◆ **Your goal**: Could you print every one of the entries below again, word for word, with no changes?
------
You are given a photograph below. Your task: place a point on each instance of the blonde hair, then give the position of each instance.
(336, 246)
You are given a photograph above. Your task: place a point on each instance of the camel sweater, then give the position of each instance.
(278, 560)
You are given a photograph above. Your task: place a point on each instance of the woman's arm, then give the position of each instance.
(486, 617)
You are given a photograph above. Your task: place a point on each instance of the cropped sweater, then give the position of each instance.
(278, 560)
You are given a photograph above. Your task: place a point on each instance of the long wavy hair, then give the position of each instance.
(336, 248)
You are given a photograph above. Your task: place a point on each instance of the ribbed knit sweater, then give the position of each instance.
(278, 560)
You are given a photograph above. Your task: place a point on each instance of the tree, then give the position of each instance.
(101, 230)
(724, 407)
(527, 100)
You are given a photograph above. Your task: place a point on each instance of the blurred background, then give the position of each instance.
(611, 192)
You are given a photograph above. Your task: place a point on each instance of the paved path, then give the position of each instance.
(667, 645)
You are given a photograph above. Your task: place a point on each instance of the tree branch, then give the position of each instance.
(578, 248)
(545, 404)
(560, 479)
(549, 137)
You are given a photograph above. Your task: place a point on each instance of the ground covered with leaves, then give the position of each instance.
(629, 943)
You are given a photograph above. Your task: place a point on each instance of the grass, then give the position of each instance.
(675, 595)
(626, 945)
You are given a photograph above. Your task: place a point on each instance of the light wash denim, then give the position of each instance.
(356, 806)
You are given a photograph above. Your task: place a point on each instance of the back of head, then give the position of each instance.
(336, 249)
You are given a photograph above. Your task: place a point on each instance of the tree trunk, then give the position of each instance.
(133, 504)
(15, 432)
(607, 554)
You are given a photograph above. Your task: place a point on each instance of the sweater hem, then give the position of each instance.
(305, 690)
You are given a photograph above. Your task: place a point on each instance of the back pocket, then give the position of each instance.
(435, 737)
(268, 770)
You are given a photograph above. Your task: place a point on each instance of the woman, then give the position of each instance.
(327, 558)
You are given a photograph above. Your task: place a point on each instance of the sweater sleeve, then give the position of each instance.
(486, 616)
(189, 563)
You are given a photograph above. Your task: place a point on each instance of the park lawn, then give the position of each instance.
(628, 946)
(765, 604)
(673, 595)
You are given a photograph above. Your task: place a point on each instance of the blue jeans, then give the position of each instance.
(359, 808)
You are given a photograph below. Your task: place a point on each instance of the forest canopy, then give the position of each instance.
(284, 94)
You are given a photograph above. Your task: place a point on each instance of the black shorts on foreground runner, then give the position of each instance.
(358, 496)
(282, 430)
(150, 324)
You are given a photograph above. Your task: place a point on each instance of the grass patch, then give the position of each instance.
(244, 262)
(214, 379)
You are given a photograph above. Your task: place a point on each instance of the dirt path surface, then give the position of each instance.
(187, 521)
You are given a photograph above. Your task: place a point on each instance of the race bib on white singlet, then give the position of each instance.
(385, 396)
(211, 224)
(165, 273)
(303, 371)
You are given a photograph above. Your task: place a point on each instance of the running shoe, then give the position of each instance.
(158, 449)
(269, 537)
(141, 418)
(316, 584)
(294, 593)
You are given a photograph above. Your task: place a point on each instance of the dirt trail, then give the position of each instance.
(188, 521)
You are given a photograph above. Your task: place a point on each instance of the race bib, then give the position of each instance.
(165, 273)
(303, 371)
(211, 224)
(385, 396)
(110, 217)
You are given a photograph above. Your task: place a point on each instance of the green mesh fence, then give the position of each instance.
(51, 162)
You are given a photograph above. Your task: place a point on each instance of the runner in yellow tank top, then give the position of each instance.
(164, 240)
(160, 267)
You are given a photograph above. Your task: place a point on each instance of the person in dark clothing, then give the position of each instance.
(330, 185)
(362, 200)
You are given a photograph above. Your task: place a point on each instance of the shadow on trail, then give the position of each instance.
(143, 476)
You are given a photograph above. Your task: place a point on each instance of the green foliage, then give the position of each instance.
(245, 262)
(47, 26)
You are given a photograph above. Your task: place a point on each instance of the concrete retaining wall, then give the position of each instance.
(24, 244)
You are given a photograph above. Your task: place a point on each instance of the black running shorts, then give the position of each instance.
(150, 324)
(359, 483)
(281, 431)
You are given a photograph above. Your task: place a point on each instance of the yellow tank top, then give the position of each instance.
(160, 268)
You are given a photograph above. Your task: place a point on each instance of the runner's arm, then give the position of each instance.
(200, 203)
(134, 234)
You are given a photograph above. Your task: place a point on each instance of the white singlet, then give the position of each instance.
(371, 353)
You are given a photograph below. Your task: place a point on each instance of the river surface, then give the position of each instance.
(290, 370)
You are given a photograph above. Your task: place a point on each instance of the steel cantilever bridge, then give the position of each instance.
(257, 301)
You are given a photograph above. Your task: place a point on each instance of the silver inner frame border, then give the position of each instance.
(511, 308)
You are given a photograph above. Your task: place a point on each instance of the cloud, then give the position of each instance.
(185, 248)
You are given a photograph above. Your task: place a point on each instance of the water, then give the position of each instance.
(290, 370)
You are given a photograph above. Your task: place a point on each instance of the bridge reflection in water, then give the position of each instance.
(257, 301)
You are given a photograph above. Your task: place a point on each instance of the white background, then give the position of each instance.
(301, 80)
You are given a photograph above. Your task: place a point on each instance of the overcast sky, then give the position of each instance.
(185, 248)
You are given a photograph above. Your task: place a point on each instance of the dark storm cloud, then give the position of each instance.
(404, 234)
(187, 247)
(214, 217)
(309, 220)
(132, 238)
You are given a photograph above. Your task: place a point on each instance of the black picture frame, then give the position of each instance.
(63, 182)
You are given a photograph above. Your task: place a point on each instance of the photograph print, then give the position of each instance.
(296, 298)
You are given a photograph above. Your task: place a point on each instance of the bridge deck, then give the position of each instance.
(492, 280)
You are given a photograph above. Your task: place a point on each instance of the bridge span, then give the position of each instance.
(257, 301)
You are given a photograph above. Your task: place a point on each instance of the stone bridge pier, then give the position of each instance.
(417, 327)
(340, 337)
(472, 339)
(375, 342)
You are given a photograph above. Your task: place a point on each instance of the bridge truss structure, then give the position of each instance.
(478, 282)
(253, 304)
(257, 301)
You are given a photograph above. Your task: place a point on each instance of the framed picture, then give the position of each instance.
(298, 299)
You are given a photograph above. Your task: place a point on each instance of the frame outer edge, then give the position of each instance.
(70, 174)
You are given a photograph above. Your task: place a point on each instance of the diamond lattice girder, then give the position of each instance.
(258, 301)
------
◆ **Answer for the task**:
You are given a photograph below. Your task: place a point on each instance of the blonde hair, then give the position of each instance.
(336, 246)
You are given a photograph above. Your task: place a point on each instance of the camel sweater, then give the position of each instance.
(278, 560)
You are given a photograph above. Your task: place a point on each instance of the woman's arm, then give the position of each instance.
(486, 617)
You are given a photograph above. Your task: place a point on each instance of the cropped sweater, then give the position of each instance.
(278, 560)
You are given a photograph above. Your task: place a point on each instance of the long wavy hair, then give the position of each instance.
(336, 248)
You are given a photograph above. Your task: place a point on each instance of the ribbed knit sweater, then give the position of each instance.
(278, 560)
You are given a photograph above. Your task: place a point on each instance of the tree, then give the position of each instance.
(101, 230)
(724, 407)
(527, 100)
You are given a photograph above. Your task: place a point on each instance of the blurred background, then give the position of each instance.
(611, 192)
You are given a photograph above. Your task: place a point on each instance of the paved path, then give the position of each instance.
(667, 645)
You are given a photograph above. Your task: place a point on each instance of the tree branch, then give the position of each instance.
(578, 248)
(545, 404)
(560, 479)
(549, 137)
You are given a photograph above. Your task: place a point on each instance of the ground covered with leaves, then give the position of each instance.
(629, 943)
You are given a photograph above. Your task: place a point on each instance of the grass, then give the position of each instance.
(675, 595)
(626, 945)
You are given a photograph above. Your task: place a point on each instance of the light wash denim, then give the position of each instance.
(356, 806)
You are given a photograph above. Your task: place a point on each instance of the back of head, then give the position of each instance.
(336, 249)
You are given a photograph above. Your task: place a point on each instance of the tree trunk, then give the position of each instance.
(133, 504)
(15, 432)
(607, 554)
You are given a photograph above. Your task: place a point on each instance of the sweater hem, then give the position of each instance.
(305, 690)
You are given a photograph above. Your task: place a point on each instance of the back pocket, then give the position of each instance.
(435, 737)
(268, 770)
You are given a photograph above. Your task: place a point on each instance of the woman, then give the position of each instance.
(327, 558)
You are given a photograph above. Your task: place a point on each instance of the sweater sleeve, then give the position of each instance.
(486, 616)
(189, 563)
You are given a photograph above. Your task: place a point on each instance of the park lawn, then give the position of each instance.
(628, 946)
(765, 604)
(673, 595)
You are given a photograph above. Your task: place a point on each instance of the blue jeans, then give the position of each instance.
(359, 808)
You are given a photograph below. Your task: place a point on each instance of the forest canopy, then give the position of each instance.
(284, 94)
You are given a photograph above. Your task: place a point on each instance of the black shorts on foreground runner, then give the position of each instance.
(358, 496)
(282, 430)
(150, 324)
You are given a photograph above. Your task: place a point on each instance of the grass patch, then give the position of each instance.
(244, 262)
(214, 379)
You are given a photograph above. Your task: place a point on each instance of the dirt path surface, then give the position of each instance.
(187, 521)
You are given a photograph above. Your task: place a point on each instance of the race bib on white singlet, then give the position of each instance.
(385, 396)
(211, 224)
(165, 273)
(303, 371)
You are given a photograph above. Your task: place a point on each instance of the running shoe, then give the position of each instance.
(158, 449)
(269, 537)
(141, 418)
(316, 584)
(294, 593)
You are given a photograph above. Your task: place a point on each instance of the dirt trail, then give the position of each instance.
(188, 521)
You are given a photograph above. Your task: place a point on each instance of the race bib, then give the position of each instance.
(165, 273)
(303, 371)
(211, 224)
(385, 396)
(110, 217)
You are given a photograph above. Your task: place a point on each instance of the green mesh fence, then give the position of each instance.
(51, 162)
You are given a photograph above. Your task: place a point on each instance of the runner in yellow tank top, then give the position of each instance.
(164, 240)
(160, 267)
You are given a photograph above. Your task: place a point on each instance of the person in dark clothing, then give the position of each instance.
(330, 185)
(362, 200)
You are given a photograph above. Your task: place a point on each instance of the shadow on trail, then give the position of each instance.
(143, 476)
You are given a photograph above. Your task: place a point on each instance of the green foliage, then give the position of each instance.
(245, 262)
(47, 26)
You are given a photograph above. Your task: place a point on each instance of the concrete retaining wall, then give the position of each instance.
(24, 244)
You are given a photograph above. Your task: place a point on each instance of the black running shorts, then give the position of each instance.
(150, 324)
(359, 483)
(281, 431)
You are given a photograph above. Your task: place a point on each instance of the yellow tank top, then give the position of each instance.
(160, 268)
You are given a photograph above. Your task: place a point on each instance of the runner's arm, then give the position of each instance.
(200, 203)
(134, 234)
You are given a photograph above. Your task: place a point on each instance of the white singlet, then give the position of each instance.
(371, 353)
You are given a photograph below. Your task: place a point on each instance of the river surface, then give the position of each instance.
(290, 370)
You are given a photograph above. Your task: place a point on each instance of the steel cantilever bridge, then give the position of each instance.
(257, 301)
You are given a photograph above. Your task: place a point on each instance of the silver inner frame border, then give the position of each instance.
(511, 308)
You are given a photograph above. Your task: place a point on each instance of the cloud, then give the position of each instance.
(185, 248)
You are given a photograph above. Your task: place a point on each instance of the water, then give the position of each instance.
(290, 370)
You are given a photograph above. Your task: place a point on each instance of the bridge reflection in water, then give the position of each instance.
(257, 301)
You are given a photograph above. Your task: place a point on each instance of the white background, then give the position of each instance.
(301, 80)
You are given a photograph above. Your task: place a point on each instance of the overcast sky, then give the position of each instance.
(185, 248)
You are given a photograph above. Your task: place a point on each instance of the dark storm cloud, then give the position of each instance.
(404, 234)
(187, 247)
(214, 217)
(309, 220)
(132, 238)
You are given a photograph above. Your task: place a point on each instance of the black picture frame, then give the position of each instance.
(63, 182)
You are given a photograph above. Your task: place a point on each instance of the photograph print, then give the position of each instance.
(296, 298)
You are given a photograph above. Your task: place a point on each instance of the bridge deck, then give the position of each instance.
(492, 280)
You are given a photograph above. Your task: place a point on each instance of the bridge span, then give the position of each instance.
(257, 301)
You are given a photograph above. Your task: place a point on each instance of the stone bridge pier, then give the position of each instance.
(417, 327)
(340, 337)
(472, 339)
(375, 342)
You are given a photograph above. Your task: place a point on each instance of the bridge truss structure, then give the position of each instance.
(478, 282)
(253, 304)
(257, 301)
You are given a photograph above. Your task: place a point on each instance of the framed picture, then give the position of each instance.
(298, 299)
You are given a photograph above. Your task: place a point on each instance of the frame outer edge, then give the position of each instance.
(70, 174)
You are given a photograph above. Your task: place a point on each instance of the diamond lattice girder, then give the position of each instance.
(258, 301)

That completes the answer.